Dataset entries
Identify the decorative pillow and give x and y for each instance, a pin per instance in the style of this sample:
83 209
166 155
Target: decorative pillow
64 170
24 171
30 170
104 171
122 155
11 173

Task goal: Each record shown above is to be given again exactly.

Written answer:
Identify the decorative pillow and give x and y for each instance, a pin per instance in the style of this sample:
83 209
166 155
Target: decorative pillow
64 170
24 171
30 170
104 171
122 155
11 173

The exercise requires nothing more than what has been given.